• **SET PROBLEM**
Retype every row below verbatim, keeping the original order and punctuation.

++++++

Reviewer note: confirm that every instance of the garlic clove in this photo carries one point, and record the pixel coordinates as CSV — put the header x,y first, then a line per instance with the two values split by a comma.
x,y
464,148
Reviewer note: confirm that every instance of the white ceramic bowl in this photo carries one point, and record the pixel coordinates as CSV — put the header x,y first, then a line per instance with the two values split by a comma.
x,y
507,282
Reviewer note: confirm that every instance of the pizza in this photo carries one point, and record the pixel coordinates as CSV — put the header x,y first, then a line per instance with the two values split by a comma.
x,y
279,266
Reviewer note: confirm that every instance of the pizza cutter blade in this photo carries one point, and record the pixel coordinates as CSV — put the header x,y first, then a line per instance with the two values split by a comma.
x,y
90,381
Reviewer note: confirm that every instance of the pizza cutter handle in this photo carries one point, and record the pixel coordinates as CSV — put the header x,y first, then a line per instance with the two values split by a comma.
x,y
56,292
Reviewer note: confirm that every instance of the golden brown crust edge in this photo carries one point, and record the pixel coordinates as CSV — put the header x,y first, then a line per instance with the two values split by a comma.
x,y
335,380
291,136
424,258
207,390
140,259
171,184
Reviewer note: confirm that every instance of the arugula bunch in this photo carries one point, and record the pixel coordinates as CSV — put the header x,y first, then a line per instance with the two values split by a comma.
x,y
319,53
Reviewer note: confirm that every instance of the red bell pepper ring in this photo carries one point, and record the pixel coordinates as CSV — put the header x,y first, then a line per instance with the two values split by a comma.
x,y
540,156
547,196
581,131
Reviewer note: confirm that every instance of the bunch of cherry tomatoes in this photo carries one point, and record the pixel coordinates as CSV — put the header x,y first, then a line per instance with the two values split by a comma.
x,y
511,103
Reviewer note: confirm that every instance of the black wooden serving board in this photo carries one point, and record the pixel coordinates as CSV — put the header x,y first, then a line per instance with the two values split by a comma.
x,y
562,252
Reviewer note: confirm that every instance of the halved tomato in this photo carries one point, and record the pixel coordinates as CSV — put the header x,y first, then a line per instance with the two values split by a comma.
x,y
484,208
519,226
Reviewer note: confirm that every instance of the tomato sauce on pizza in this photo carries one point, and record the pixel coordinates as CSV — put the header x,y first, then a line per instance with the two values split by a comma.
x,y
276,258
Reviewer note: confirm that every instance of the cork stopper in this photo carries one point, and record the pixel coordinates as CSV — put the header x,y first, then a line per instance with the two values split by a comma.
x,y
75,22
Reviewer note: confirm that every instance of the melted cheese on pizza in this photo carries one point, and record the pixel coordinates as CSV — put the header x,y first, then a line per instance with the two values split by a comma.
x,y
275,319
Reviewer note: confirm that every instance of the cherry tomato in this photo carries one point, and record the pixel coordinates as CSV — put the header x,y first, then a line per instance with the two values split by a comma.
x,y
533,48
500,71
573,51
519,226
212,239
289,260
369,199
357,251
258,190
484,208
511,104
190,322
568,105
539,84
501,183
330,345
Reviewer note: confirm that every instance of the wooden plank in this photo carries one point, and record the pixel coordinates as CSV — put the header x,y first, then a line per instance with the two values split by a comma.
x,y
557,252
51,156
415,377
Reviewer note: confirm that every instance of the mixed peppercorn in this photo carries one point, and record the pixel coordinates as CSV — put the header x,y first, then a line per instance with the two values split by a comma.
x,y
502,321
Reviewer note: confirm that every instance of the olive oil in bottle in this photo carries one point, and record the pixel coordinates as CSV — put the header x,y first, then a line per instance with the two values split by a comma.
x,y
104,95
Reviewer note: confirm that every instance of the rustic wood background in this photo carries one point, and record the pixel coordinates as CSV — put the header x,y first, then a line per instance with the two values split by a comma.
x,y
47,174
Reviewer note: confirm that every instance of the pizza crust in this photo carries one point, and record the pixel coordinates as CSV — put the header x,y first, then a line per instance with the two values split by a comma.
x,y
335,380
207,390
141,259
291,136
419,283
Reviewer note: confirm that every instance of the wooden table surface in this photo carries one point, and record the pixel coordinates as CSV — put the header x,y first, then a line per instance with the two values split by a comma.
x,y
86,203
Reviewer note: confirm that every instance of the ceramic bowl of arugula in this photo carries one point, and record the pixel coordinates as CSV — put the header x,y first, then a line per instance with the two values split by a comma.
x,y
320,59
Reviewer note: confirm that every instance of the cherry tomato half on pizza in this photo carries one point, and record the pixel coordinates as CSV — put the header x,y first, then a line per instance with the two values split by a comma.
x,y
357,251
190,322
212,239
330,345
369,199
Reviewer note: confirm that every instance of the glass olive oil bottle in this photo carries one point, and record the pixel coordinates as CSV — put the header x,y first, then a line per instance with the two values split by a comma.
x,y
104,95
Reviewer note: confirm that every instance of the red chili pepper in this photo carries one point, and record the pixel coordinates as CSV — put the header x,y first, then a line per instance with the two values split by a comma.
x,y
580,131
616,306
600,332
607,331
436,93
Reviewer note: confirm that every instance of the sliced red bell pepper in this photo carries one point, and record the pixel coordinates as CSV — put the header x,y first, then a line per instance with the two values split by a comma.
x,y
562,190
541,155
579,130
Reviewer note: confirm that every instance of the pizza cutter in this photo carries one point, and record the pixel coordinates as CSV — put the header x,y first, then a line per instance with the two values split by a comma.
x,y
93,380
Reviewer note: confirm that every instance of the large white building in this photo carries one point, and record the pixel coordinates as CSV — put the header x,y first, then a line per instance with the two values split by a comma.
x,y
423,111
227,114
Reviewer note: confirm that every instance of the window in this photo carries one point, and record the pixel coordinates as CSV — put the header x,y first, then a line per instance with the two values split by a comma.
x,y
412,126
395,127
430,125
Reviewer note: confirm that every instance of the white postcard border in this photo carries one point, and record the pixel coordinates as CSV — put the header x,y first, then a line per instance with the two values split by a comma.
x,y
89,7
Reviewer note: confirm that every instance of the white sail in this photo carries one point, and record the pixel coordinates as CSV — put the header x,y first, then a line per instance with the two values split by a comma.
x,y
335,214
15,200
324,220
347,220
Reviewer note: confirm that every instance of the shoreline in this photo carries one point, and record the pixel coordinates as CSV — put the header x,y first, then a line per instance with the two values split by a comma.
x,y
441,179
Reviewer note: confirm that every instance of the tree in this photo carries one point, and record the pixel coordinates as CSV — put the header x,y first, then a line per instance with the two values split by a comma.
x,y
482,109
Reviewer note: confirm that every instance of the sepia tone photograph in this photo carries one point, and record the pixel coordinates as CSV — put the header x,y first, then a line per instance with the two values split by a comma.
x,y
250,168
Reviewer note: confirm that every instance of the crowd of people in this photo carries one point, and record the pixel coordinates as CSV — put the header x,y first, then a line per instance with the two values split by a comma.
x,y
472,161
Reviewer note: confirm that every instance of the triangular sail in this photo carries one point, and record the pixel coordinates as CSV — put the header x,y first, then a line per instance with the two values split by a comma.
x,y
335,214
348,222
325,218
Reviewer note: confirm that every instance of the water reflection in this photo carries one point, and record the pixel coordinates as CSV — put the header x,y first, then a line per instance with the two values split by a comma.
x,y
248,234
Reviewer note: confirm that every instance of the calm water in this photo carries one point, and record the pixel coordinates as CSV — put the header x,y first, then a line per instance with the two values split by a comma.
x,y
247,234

++++++

• **RESPONSE TO THIS EXERCISE**
Reviewer note: confirm that every instance of the garlic clove in this photo carries one point, and record the pixel coordinates as CSV — put the header x,y first, then a line per instance with the two values split by a comma.
x,y
464,148
Reviewer note: confirm that every instance of the white ceramic bowl in this photo carries one point, and record the pixel coordinates as CSV — put the header x,y first, then a line per instance with the two values split by a comma.
x,y
507,282
Reviewer note: confirm that every instance of the pizza in this photo carries one point, and record the pixel coordinates as CSV — put the header x,y first, then a line per instance with the two values split by a comma.
x,y
279,266
Reviewer note: confirm that every instance of the pizza cutter blade in this photo carries one point, and record the pixel coordinates as CSV — put the header x,y first, then a line per instance with the two values split by a comma.
x,y
90,381
Reviewer note: confirm that every instance of the pizza cutter handle in this photo carries one point, and record the pixel coordinates as CSV — put the header x,y first, then a line per instance with the two values split by a comma.
x,y
56,292
Reviewer note: confirm that every instance of the golden brown crust edge in this photo carries one point, and record the pixel coordinates as CSV — put the header x,y first, then a line per instance with the two values split by a comma.
x,y
335,380
291,136
424,258
207,390
140,259
171,184
Reviewer note: confirm that every instance of the arugula bunch in this photo carries one point, and record the pixel coordinates as CSV — put the header x,y first, then a line per instance with the two values split by a comma.
x,y
319,53
Reviewer note: confirm that every instance of the red bell pepper ring in this photo carries one point, and record the pixel coordinates as CSV — put the header x,y first, then a line per instance with the two values split by a comma.
x,y
540,156
547,196
581,131
Reviewer note: confirm that every instance of the bunch of cherry tomatoes in this photo carries one point, and record the pixel coordinates as CSV — put the header x,y first, then a line per instance with the two values split by a comma.
x,y
511,103
Reviewer note: confirm that every instance of the black wooden serving board in this photo carries one point, and record the pixel coordinates as CSV — put the header x,y first, then a line per instance with the two values split by a comma.
x,y
562,252
Reviewer note: confirm that every instance of the halved tomato in this photo carries one point, and record the pixel coordinates as CSV — put the header x,y first, then a line per instance with the two values split by a comma.
x,y
484,208
519,226
Reviewer note: confirm that every instance of the tomato sauce on pizza in this photo carries one point, and record the pixel coordinates as CSV — put the header x,y first, then a line per instance with the two values split by a comma.
x,y
276,258
Reviewer note: confirm that every instance of the cork stopper in this photo carries one point, and record the pixel coordinates as CSV — put the header x,y first, then a line per instance with the two values split by a comma.
x,y
75,22
Reviewer note: confirm that every instance of the melted cheese on pizza in this photo carries one point, and record the pixel coordinates as CSV — put the header x,y first, then a line per instance with the two values split by a comma.
x,y
275,319
Reviewer note: confirm that every instance of the cherry tomato in this photo carries one point, and record the pixel coordinates as CSV — put the header x,y first, then a line per instance with the two values split by a comma.
x,y
533,48
500,71
573,51
519,226
212,239
289,260
369,199
357,251
258,190
484,208
511,104
190,322
568,105
539,84
501,183
330,345
Reviewer note: confirm that every instance of the wooden plank in this photo carries one point, and record the pixel coordinates as CSV — put the header x,y first, then a line per instance with the two values split by a comma.
x,y
557,252
51,156
415,377
Reviewer note: confirm that every instance of the mixed peppercorn in this photo carries one point, and record the pixel coordinates as CSV — put the header x,y first, then a line per instance with the two values split by a comma.
x,y
502,321
Reviewer note: confirm that every instance of the olive oil in bottle in this photo carries one point, and record the pixel coordinates as CSV — put the header x,y first, then a line per instance with the two values split by a comma.
x,y
104,95
Reviewer note: confirm that every instance of the rustic wood background in this photo carries one point, and record the pixel coordinates as CSV — put the header x,y first, then a line per instance with the two values split by a comma.
x,y
47,174
Reviewer note: confirm that every instance of the pizza crust in this photo carries one point, and record the pixel coordinates as CSV — put the header x,y first, then a line per instance with the two values split by a comma.
x,y
335,380
207,390
141,259
291,136
419,283
Reviewer note: confirm that every instance of the wooden table surface in this photo carries one point, and record the pixel coordinates as CSV — put the header x,y first, then a line per instance with the two values split by a comma.
x,y
86,203
Reviewer note: confirm that every instance of the ceramic bowl of arugula in this photo carries one point, and record the pixel coordinates as CSV — put the header x,y first, then a line per instance with the two values split by a comma.
x,y
320,59
Reviewer note: confirm that every instance of the cherry tomato half on pizza in this photo carries one point, and record the pixel coordinates as CSV — put the header x,y first, then a line per instance with the two values split by a comma.
x,y
357,251
190,322
212,239
330,345
369,199
Reviewer note: confirm that every instance of the glass olive oil bottle in this photo carries one point, and record the pixel coordinates as CSV — put the header x,y first, then a line per instance with the two values split by a comma.
x,y
104,95
Reviewer note: confirm that every instance of the red chili pepper in this photo carries one point, and record the pixel coordinates as CSV — put the header x,y first, then a line per instance with the two values split by a comma.
x,y
580,131
616,306
600,332
607,331
436,93
Reviewer note: confirm that every instance of the sliced red bell pepper in this photo carries one point, and record the pixel coordinates as CSV — put the header x,y first, then a line per instance with the two values split by a comma.
x,y
562,190
541,155
579,130
Reviewer note: confirm that every instance of the pizza cutter in this photo carries one point, and record the pixel coordinates as CSV — put the header x,y first, then a line per instance with the two values split by a comma.
x,y
93,380
Reviewer note: confirm that every instance of the large white building in this photo carries one point, and record the pixel coordinates as CSV — put the header x,y first, then a line per instance with the two values split by a comma.
x,y
423,111
227,114
Reviewer note: confirm that every instance of the window in this photo carries one point, and record the pixel coordinates as CSV — put the header x,y first, then a line per instance with the two values split by a comma.
x,y
412,126
395,127
430,125
Reviewer note: confirm that every instance of the white postcard border in this photo carries one point, and record the pixel coordinates as CSV — put the header x,y first, then a line per instance with the two values split by a comma.
x,y
89,7
Reviewer note: confirm that every instance of the white sail in this photo carries one point, and record the pixel coordinates as CSV — put the header x,y first, then a line per instance with the two values split by a comma.
x,y
335,214
15,200
324,220
347,220
Reviewer note: confirm that every instance of the shoreline in this photo carries one point, and record the pixel coordinates as CSV — put the header x,y first, then a line per instance with the two values split by a comma.
x,y
441,179
Reviewer note: confirm that every instance of the tree in this photo carries one point, and record the pixel coordinates as CSV — put the header x,y first, then a line per instance with the two values split by a comma.
x,y
482,109
Reviewer note: confirm that every instance of the sepia tone photograph in this photo carries one point, and record the pixel coordinates as CSV — put the header x,y first, then a line per instance with the two values split by a comma.
x,y
250,168
Reviewer note: confirm that every instance of the crowd of people in this photo carries one point, and record the pixel coordinates as CSV — put the header x,y first, then a line per instance with the two values split by a comma.
x,y
472,161
Reviewer note: confirm that every instance of the triangular sail in this photo carries one point, and record the pixel coordinates as CSV — put the header x,y first, then a line per instance with the two values split by a comma.
x,y
335,214
348,222
325,218
Reviewer note: confirm that every instance of the water reflection in this photo carries one point, and record the pixel coordinates as CSV — put the header x,y first, then a line per instance with the two values split by a comma.
x,y
248,234
Reviewer note: confirm that every instance of the calm water in this photo carries one point, and record the pixel coordinates as CSV — put the header x,y first, then a line per instance with the two values split by a comma.
x,y
247,234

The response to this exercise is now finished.